-- Opening Marker --

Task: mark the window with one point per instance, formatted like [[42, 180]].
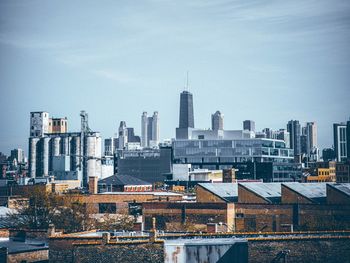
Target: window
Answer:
[[109, 208], [239, 215]]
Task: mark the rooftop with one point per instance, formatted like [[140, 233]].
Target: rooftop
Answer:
[[226, 191], [344, 188], [315, 191], [269, 191], [122, 180]]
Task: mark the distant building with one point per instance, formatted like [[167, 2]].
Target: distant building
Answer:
[[249, 125], [186, 117], [268, 133], [149, 165], [150, 130], [283, 135], [110, 146], [122, 135], [217, 121], [322, 172], [293, 127], [39, 123], [18, 155], [58, 125], [342, 172], [328, 154], [123, 183], [340, 141]]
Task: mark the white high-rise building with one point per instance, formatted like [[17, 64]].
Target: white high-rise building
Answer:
[[155, 129], [217, 121], [150, 130], [144, 128], [122, 135], [39, 123]]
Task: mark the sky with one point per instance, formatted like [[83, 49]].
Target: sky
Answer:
[[268, 61]]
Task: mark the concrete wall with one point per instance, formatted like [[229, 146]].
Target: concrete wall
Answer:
[[205, 196], [288, 196], [335, 196], [312, 250], [169, 215], [123, 253], [29, 256], [247, 196]]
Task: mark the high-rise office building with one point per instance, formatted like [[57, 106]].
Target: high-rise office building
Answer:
[[249, 125], [348, 139], [39, 123], [58, 125], [283, 135], [150, 130], [122, 135], [340, 141], [144, 124], [217, 121], [17, 154], [186, 117], [293, 127]]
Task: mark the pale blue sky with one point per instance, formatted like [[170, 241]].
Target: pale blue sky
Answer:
[[270, 61]]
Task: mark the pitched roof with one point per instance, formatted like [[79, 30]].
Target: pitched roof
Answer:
[[122, 180], [343, 187], [316, 192], [269, 191], [226, 191]]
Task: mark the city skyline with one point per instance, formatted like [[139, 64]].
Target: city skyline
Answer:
[[258, 62]]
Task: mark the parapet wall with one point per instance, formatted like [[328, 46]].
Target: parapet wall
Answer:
[[300, 250]]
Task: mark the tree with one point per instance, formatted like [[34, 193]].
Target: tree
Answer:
[[64, 211]]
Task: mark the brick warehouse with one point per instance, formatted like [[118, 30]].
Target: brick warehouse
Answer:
[[258, 207]]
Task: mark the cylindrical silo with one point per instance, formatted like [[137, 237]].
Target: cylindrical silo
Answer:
[[45, 156], [90, 147], [65, 145], [98, 154], [56, 146], [75, 153], [32, 156]]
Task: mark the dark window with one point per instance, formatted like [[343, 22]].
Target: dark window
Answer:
[[109, 208]]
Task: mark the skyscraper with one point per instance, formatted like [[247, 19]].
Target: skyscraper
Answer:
[[249, 125], [122, 135], [217, 121], [144, 123], [340, 141], [186, 117], [293, 127], [149, 130]]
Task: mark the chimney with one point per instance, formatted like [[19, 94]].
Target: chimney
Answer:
[[106, 237], [93, 184], [229, 175]]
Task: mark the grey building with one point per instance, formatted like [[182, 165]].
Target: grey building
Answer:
[[293, 127], [249, 125], [150, 165], [340, 141], [186, 117], [150, 130], [255, 159], [217, 121]]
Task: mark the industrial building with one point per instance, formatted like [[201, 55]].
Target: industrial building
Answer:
[[66, 156]]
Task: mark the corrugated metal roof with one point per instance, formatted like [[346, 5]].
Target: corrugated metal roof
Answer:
[[269, 191], [227, 191], [123, 180], [313, 191], [344, 187]]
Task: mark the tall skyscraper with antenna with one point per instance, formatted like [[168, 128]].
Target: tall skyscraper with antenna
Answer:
[[186, 117]]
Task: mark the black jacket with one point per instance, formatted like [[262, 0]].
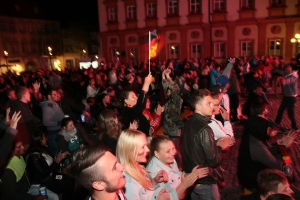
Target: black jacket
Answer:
[[26, 128], [38, 169], [199, 148]]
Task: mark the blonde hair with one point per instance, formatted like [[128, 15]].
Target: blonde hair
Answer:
[[127, 153]]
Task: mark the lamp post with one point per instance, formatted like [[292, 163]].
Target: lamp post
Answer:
[[6, 56], [50, 56], [296, 40]]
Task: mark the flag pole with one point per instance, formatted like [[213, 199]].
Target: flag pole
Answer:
[[149, 49]]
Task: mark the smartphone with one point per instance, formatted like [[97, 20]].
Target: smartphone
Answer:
[[82, 118]]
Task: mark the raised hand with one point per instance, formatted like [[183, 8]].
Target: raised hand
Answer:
[[161, 176], [188, 179], [14, 120], [148, 79], [224, 113], [163, 195], [134, 125], [159, 109], [200, 172], [36, 86]]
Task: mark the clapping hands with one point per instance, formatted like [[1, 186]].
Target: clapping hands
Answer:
[[288, 139]]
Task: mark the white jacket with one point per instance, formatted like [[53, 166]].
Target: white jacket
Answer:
[[134, 191]]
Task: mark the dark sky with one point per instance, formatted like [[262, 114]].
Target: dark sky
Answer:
[[66, 11]]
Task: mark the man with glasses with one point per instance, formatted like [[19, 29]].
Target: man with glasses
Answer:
[[220, 128], [52, 116]]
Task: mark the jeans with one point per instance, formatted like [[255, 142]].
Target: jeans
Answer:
[[205, 192], [34, 190], [175, 136]]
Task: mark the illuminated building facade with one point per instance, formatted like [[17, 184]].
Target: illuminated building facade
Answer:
[[198, 28]]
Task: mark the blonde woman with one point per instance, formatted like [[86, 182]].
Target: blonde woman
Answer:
[[132, 151]]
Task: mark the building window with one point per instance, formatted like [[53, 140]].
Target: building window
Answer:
[[115, 53], [173, 52], [40, 27], [4, 25], [94, 49], [112, 14], [5, 46], [247, 4], [133, 52], [195, 6], [151, 10], [17, 8], [275, 3], [36, 10], [131, 12], [196, 51], [12, 26], [246, 48], [172, 7], [22, 26], [24, 46], [275, 47], [219, 50], [219, 5], [33, 46], [30, 27], [15, 47]]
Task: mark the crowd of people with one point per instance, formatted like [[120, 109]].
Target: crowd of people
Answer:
[[99, 129]]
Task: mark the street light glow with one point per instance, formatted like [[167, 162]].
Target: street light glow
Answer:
[[293, 40]]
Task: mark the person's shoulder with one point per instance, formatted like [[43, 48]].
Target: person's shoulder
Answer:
[[253, 196]]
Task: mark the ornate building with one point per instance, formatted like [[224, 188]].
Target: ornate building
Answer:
[[198, 28], [27, 43]]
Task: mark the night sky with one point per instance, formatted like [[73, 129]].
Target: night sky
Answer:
[[65, 11]]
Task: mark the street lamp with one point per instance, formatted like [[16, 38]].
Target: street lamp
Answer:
[[6, 56], [50, 56]]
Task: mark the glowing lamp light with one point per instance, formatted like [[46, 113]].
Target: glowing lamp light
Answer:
[[293, 40]]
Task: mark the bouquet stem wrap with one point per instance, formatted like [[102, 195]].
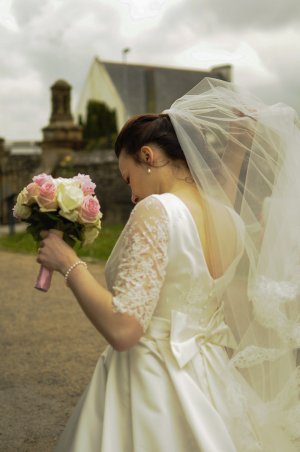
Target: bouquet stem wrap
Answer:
[[44, 277]]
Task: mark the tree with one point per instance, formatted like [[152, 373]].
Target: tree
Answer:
[[100, 127]]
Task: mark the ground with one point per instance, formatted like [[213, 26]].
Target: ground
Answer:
[[48, 353]]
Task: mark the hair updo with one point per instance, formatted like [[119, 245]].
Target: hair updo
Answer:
[[148, 129]]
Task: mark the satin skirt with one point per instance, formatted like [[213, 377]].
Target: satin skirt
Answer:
[[144, 400]]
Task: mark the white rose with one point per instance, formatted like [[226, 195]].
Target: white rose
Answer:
[[21, 211], [69, 196], [90, 234]]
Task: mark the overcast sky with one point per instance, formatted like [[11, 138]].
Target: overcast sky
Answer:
[[45, 40]]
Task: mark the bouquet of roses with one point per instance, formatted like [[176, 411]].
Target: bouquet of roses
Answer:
[[65, 205]]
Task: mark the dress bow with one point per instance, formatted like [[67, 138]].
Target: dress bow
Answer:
[[187, 339]]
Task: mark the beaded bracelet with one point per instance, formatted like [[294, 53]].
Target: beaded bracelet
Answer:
[[71, 268]]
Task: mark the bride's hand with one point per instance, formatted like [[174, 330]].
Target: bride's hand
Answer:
[[54, 253]]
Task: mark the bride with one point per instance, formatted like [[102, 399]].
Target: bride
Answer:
[[201, 313]]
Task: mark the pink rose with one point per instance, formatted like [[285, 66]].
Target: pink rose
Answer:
[[90, 210], [42, 178], [47, 198], [33, 190], [87, 186]]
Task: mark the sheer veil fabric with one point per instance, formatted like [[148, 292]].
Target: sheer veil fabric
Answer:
[[246, 155]]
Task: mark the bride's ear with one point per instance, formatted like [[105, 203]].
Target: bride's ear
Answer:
[[147, 155]]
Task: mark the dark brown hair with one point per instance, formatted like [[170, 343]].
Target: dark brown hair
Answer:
[[149, 129]]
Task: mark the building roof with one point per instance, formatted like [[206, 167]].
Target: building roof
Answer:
[[133, 89], [153, 88]]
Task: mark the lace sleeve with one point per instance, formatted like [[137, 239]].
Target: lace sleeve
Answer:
[[142, 265]]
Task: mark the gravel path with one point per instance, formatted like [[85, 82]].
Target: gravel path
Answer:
[[48, 353]]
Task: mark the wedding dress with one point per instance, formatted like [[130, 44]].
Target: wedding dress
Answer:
[[176, 389]]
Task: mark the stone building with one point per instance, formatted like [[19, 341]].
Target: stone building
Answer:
[[128, 89], [132, 89]]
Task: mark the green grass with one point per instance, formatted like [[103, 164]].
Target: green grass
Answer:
[[100, 249]]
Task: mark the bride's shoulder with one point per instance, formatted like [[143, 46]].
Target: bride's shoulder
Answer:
[[149, 207]]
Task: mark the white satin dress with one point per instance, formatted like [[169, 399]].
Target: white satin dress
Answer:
[[172, 391]]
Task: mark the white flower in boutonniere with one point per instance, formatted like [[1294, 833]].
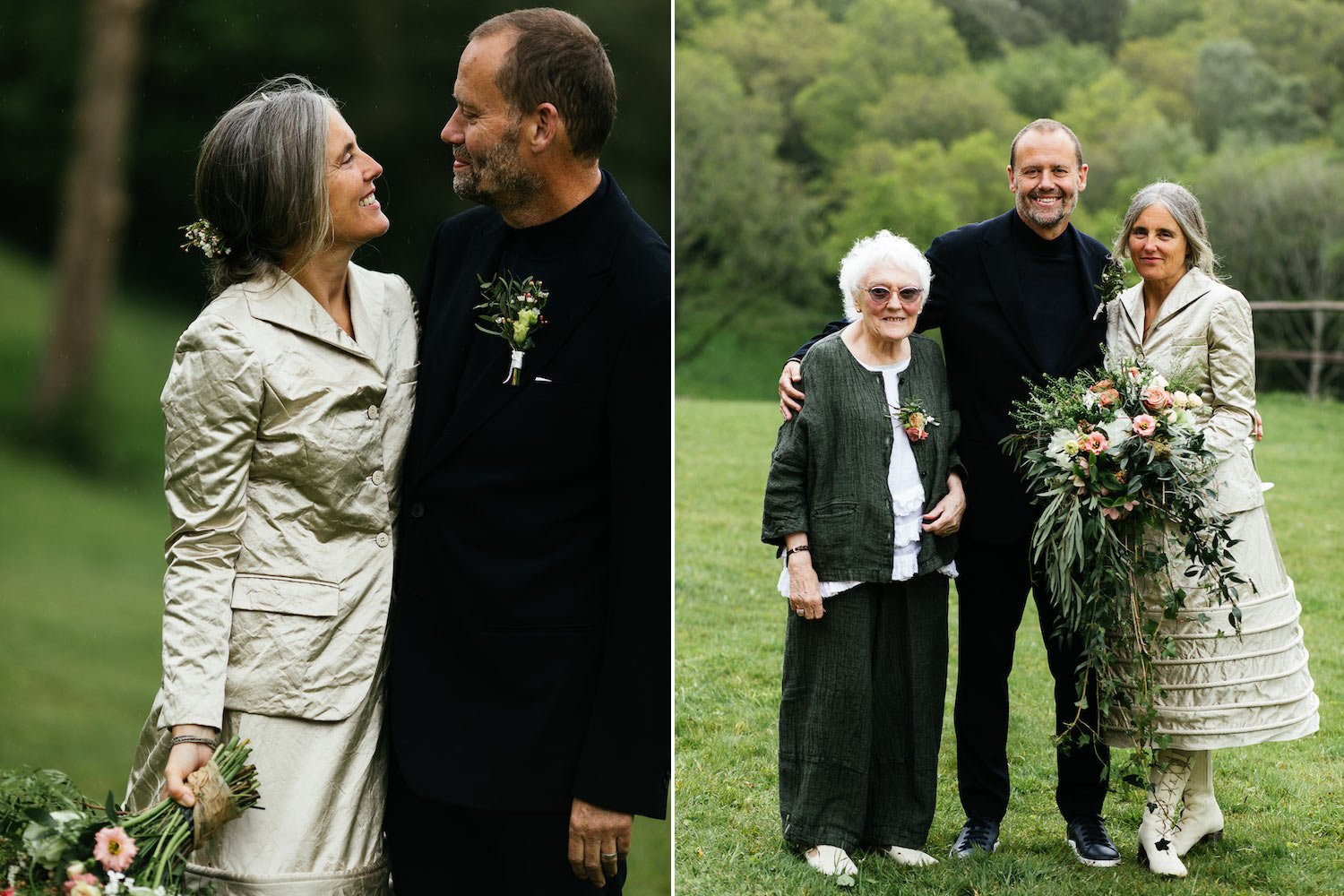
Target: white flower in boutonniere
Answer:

-- Closing Marker --

### [Your objective]
Everything from the line with "Target: skyscraper" through the line with "Target: corrugated metal roof" should be written out exactly as it appears above, end lines included, and nothing outside that range.

### [Worked solution]
Target: skyscraper
Answer:
[[249, 125], [122, 135], [217, 121], [144, 123], [340, 141], [186, 117], [293, 127], [149, 130]]
Task: mark the chimney with one point per instance, formatted like [[19, 94]].
Target: chimney
Answer:
[[106, 237], [93, 184], [229, 175]]
Task: mark the grey building with one point per instance, formatted like [[182, 165]].
Target: grey building
Answer:
[[293, 127], [249, 125], [150, 165], [340, 141], [186, 117], [150, 130], [255, 159], [217, 121]]
Task: mark the industrial building with one point per instance, formatted like [[201, 55]].
Target: industrial building
Answer:
[[66, 156]]
Task: mark the corrugated metal roof with one point per instance, formatted like [[346, 5]].
Target: corrugated metal roof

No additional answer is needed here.